Lines before the one containing "Where can the white canopy" are excluded; reproduce that line and all lines after it in the entries below, exactly.

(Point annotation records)
* * * * * * *
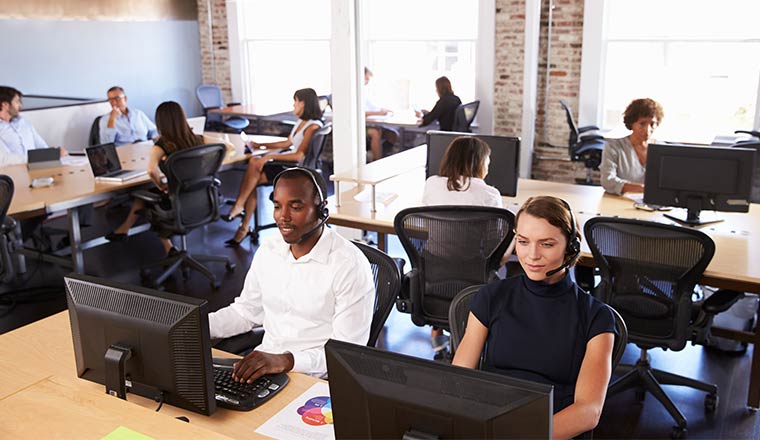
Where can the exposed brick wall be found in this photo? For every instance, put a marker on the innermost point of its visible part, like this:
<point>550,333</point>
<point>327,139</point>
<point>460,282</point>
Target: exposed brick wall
<point>215,53</point>
<point>549,162</point>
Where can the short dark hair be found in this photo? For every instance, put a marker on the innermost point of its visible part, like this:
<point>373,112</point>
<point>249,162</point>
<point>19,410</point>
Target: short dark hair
<point>311,108</point>
<point>642,108</point>
<point>465,157</point>
<point>8,93</point>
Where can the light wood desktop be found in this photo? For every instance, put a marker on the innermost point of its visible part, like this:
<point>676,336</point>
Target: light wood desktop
<point>737,239</point>
<point>41,396</point>
<point>75,186</point>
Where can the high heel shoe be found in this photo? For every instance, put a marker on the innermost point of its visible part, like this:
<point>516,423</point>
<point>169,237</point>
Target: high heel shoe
<point>228,218</point>
<point>236,243</point>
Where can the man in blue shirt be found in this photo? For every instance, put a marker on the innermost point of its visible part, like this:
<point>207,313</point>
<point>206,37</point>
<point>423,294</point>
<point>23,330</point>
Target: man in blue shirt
<point>17,136</point>
<point>124,125</point>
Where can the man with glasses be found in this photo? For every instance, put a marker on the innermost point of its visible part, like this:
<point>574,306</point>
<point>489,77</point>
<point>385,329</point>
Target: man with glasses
<point>124,125</point>
<point>17,136</point>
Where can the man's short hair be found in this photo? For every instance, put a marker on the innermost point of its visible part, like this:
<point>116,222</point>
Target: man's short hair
<point>8,93</point>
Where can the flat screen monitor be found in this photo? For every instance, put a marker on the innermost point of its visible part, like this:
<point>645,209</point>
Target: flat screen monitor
<point>379,394</point>
<point>147,342</point>
<point>699,179</point>
<point>505,158</point>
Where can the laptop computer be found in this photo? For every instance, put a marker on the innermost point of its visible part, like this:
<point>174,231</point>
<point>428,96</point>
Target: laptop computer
<point>43,158</point>
<point>106,166</point>
<point>198,124</point>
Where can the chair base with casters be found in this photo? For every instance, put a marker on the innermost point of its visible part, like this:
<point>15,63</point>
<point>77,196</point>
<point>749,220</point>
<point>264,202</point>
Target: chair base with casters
<point>183,260</point>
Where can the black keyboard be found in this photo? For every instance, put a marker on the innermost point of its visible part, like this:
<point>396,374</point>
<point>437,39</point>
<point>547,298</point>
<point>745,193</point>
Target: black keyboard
<point>244,396</point>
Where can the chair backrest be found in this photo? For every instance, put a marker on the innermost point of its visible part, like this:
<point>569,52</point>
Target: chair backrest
<point>573,138</point>
<point>210,96</point>
<point>94,137</point>
<point>193,186</point>
<point>649,271</point>
<point>316,146</point>
<point>755,195</point>
<point>464,115</point>
<point>387,277</point>
<point>450,248</point>
<point>459,312</point>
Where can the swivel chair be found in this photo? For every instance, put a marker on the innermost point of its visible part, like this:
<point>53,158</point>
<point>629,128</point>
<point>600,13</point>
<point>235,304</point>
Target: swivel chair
<point>584,146</point>
<point>312,159</point>
<point>210,97</point>
<point>464,115</point>
<point>192,201</point>
<point>649,271</point>
<point>386,273</point>
<point>450,248</point>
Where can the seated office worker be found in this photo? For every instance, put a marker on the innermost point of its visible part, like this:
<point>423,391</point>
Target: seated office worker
<point>624,160</point>
<point>541,326</point>
<point>306,285</point>
<point>124,125</point>
<point>17,136</point>
<point>460,182</point>
<point>445,108</point>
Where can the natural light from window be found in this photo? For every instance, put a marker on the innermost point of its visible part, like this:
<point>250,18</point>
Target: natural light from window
<point>700,59</point>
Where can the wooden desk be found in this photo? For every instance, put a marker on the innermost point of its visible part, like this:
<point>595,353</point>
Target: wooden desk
<point>737,239</point>
<point>382,170</point>
<point>75,186</point>
<point>41,396</point>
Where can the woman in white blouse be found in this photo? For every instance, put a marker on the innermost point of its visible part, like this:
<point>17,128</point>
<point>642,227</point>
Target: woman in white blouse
<point>460,182</point>
<point>306,107</point>
<point>624,160</point>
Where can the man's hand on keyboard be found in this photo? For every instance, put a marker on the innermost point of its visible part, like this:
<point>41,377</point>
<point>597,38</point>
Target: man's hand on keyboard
<point>258,363</point>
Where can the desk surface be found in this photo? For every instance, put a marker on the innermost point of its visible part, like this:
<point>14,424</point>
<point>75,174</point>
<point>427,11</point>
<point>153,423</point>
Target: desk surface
<point>38,383</point>
<point>75,184</point>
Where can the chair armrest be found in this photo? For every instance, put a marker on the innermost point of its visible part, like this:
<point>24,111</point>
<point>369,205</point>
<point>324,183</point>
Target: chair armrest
<point>148,196</point>
<point>720,301</point>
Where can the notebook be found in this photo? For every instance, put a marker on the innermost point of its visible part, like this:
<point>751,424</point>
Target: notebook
<point>106,166</point>
<point>43,158</point>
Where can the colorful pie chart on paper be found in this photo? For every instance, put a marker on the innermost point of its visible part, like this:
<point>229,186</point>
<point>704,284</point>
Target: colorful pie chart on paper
<point>316,411</point>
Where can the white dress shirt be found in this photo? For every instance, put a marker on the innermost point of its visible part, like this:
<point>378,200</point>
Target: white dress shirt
<point>16,138</point>
<point>479,193</point>
<point>327,293</point>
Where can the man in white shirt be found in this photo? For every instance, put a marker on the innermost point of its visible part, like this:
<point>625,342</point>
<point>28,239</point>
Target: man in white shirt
<point>305,286</point>
<point>124,125</point>
<point>17,136</point>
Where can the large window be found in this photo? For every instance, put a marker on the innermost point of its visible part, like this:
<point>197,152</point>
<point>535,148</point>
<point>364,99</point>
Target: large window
<point>284,46</point>
<point>411,43</point>
<point>698,58</point>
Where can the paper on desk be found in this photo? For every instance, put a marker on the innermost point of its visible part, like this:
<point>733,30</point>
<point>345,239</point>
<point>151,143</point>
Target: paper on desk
<point>308,416</point>
<point>365,195</point>
<point>74,161</point>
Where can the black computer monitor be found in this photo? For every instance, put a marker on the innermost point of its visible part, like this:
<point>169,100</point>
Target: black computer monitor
<point>505,158</point>
<point>378,394</point>
<point>150,343</point>
<point>699,179</point>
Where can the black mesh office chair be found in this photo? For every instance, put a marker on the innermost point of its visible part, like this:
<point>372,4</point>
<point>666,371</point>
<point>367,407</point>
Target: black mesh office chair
<point>312,159</point>
<point>450,248</point>
<point>7,228</point>
<point>210,97</point>
<point>583,145</point>
<point>387,276</point>
<point>192,201</point>
<point>649,271</point>
<point>755,195</point>
<point>464,115</point>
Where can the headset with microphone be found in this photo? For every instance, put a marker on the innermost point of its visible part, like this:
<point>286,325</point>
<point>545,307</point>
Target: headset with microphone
<point>322,212</point>
<point>573,244</point>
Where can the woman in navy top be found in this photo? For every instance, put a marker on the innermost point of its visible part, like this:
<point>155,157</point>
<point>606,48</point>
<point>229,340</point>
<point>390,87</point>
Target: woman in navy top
<point>541,326</point>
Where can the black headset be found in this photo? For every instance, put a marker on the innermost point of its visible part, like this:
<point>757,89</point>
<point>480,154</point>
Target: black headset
<point>573,248</point>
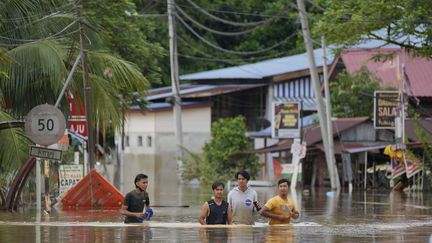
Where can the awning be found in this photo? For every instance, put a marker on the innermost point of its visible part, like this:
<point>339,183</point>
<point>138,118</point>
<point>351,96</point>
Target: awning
<point>351,148</point>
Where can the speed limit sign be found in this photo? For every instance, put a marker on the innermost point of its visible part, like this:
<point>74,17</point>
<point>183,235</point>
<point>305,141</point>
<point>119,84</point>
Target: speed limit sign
<point>45,124</point>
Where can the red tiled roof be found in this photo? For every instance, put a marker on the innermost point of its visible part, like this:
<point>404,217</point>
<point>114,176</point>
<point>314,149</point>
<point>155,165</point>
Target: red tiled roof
<point>418,69</point>
<point>312,134</point>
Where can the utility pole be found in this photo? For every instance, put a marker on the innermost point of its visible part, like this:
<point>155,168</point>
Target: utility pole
<point>329,113</point>
<point>87,89</point>
<point>176,100</point>
<point>317,89</point>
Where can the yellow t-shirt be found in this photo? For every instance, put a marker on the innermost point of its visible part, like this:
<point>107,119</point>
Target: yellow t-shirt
<point>280,206</point>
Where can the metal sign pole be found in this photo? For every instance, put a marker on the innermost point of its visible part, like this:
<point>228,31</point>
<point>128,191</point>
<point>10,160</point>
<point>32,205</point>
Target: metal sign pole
<point>38,186</point>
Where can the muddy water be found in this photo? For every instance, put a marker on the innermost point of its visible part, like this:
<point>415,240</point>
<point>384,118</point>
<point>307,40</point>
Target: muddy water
<point>325,217</point>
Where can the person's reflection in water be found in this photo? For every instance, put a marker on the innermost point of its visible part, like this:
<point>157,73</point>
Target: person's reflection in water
<point>215,234</point>
<point>280,233</point>
<point>137,234</point>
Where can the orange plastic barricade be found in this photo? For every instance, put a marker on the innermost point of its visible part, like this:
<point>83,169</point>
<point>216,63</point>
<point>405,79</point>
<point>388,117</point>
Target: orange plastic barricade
<point>93,192</point>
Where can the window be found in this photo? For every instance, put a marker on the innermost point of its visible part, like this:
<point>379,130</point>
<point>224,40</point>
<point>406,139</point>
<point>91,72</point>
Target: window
<point>149,141</point>
<point>140,141</point>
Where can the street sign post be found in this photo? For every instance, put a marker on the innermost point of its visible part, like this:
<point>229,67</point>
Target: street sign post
<point>45,124</point>
<point>45,153</point>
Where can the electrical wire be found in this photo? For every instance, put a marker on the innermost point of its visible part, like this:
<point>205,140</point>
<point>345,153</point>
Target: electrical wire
<point>227,21</point>
<point>230,51</point>
<point>45,38</point>
<point>222,32</point>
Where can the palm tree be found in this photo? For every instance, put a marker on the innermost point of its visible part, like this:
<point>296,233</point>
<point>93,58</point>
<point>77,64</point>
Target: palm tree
<point>39,42</point>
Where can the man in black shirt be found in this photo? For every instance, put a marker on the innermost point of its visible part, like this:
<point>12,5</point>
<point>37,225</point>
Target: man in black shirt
<point>137,202</point>
<point>216,211</point>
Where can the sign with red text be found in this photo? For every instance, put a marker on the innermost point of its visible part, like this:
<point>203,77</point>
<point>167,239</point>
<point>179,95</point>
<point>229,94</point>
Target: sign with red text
<point>286,120</point>
<point>45,124</point>
<point>385,109</point>
<point>69,176</point>
<point>77,120</point>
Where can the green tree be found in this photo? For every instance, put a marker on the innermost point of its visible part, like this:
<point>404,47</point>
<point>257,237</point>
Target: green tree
<point>349,93</point>
<point>39,41</point>
<point>406,23</point>
<point>131,36</point>
<point>222,156</point>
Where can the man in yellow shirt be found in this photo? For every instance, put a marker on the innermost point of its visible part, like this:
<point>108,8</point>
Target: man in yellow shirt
<point>280,209</point>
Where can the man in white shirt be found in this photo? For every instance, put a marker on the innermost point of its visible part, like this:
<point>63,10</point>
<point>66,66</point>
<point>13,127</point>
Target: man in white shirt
<point>241,200</point>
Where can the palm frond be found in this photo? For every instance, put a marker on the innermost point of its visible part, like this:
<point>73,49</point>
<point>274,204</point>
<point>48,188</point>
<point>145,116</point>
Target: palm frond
<point>36,76</point>
<point>13,147</point>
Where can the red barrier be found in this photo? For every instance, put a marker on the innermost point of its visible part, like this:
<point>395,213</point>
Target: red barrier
<point>93,192</point>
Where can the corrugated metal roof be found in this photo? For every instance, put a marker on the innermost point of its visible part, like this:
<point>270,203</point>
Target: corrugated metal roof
<point>312,134</point>
<point>419,70</point>
<point>200,90</point>
<point>162,106</point>
<point>280,65</point>
<point>262,69</point>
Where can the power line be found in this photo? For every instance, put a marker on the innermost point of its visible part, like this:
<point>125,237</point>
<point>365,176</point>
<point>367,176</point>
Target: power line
<point>205,12</point>
<point>222,32</point>
<point>230,51</point>
<point>38,14</point>
<point>45,38</point>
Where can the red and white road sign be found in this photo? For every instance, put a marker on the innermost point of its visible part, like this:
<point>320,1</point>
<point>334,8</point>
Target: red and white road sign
<point>77,119</point>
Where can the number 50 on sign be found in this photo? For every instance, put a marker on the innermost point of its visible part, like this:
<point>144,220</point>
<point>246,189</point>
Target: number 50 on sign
<point>45,124</point>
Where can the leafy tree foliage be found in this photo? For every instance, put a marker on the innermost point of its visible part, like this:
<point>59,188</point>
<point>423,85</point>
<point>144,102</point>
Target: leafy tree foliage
<point>221,159</point>
<point>349,93</point>
<point>38,46</point>
<point>405,23</point>
<point>131,36</point>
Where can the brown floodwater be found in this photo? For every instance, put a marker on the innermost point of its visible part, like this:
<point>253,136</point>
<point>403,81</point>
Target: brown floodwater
<point>325,217</point>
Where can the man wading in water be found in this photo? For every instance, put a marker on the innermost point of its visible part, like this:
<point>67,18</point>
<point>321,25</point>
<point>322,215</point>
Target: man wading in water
<point>136,201</point>
<point>280,209</point>
<point>241,200</point>
<point>215,211</point>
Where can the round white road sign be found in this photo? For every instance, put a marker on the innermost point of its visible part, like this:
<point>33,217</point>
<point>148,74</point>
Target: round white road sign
<point>45,124</point>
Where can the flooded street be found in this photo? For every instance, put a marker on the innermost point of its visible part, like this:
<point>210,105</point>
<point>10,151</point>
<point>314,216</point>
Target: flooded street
<point>325,217</point>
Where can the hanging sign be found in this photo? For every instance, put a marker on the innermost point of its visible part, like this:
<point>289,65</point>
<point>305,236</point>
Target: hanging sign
<point>385,109</point>
<point>286,120</point>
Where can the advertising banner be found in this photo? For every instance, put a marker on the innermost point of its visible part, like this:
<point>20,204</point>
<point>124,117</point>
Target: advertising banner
<point>69,176</point>
<point>286,120</point>
<point>385,107</point>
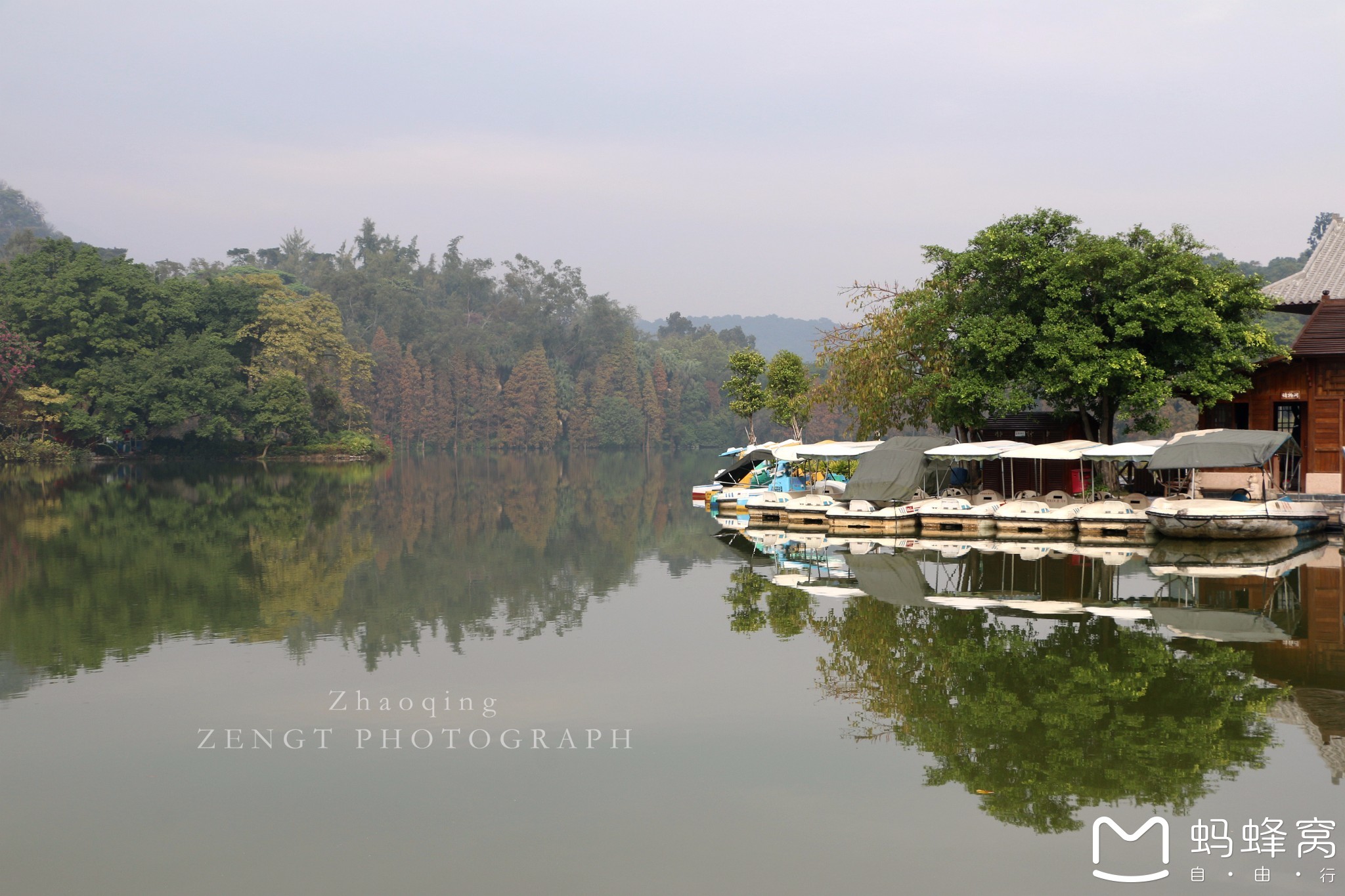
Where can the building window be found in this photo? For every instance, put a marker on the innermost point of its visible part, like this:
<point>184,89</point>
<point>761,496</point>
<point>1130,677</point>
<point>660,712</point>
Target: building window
<point>1229,416</point>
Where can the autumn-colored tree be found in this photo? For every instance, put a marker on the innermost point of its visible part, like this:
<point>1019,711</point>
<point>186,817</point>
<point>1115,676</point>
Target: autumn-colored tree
<point>412,400</point>
<point>529,417</point>
<point>653,413</point>
<point>386,383</point>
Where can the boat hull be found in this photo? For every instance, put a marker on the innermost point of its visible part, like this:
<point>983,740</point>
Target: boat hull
<point>1241,521</point>
<point>1026,528</point>
<point>1115,530</point>
<point>956,524</point>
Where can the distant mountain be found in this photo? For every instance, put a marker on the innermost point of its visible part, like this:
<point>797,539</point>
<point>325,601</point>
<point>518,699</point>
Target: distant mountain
<point>772,332</point>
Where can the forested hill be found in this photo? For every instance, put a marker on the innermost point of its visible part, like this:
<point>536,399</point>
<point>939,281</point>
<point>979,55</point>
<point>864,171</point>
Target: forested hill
<point>771,331</point>
<point>295,345</point>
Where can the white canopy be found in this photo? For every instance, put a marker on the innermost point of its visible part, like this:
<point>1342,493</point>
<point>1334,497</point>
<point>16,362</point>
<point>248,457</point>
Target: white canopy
<point>975,450</point>
<point>1069,450</point>
<point>824,450</point>
<point>763,446</point>
<point>1125,450</point>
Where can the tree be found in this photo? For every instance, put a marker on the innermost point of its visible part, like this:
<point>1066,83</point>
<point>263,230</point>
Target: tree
<point>529,417</point>
<point>16,360</point>
<point>280,412</point>
<point>745,387</point>
<point>893,368</point>
<point>1044,723</point>
<point>43,406</point>
<point>19,214</point>
<point>412,399</point>
<point>301,335</point>
<point>1038,309</point>
<point>789,391</point>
* * * * * * *
• EXERCISE OUTPUT
Where can the white canopy be found in this photo? For every instance, put a marker on the innermost point of its visible part, like this:
<point>1342,493</point>
<point>1334,497</point>
<point>16,362</point>
<point>248,457</point>
Target: white canopy
<point>975,450</point>
<point>1069,450</point>
<point>824,450</point>
<point>763,446</point>
<point>1125,450</point>
Where can the tree be found in this photo? For every instance, put a marker on the innermost point of its visible part, like this:
<point>1066,83</point>
<point>263,230</point>
Target: tree
<point>529,417</point>
<point>16,360</point>
<point>280,412</point>
<point>745,387</point>
<point>893,368</point>
<point>1044,723</point>
<point>43,406</point>
<point>19,214</point>
<point>412,399</point>
<point>301,335</point>
<point>1038,309</point>
<point>789,391</point>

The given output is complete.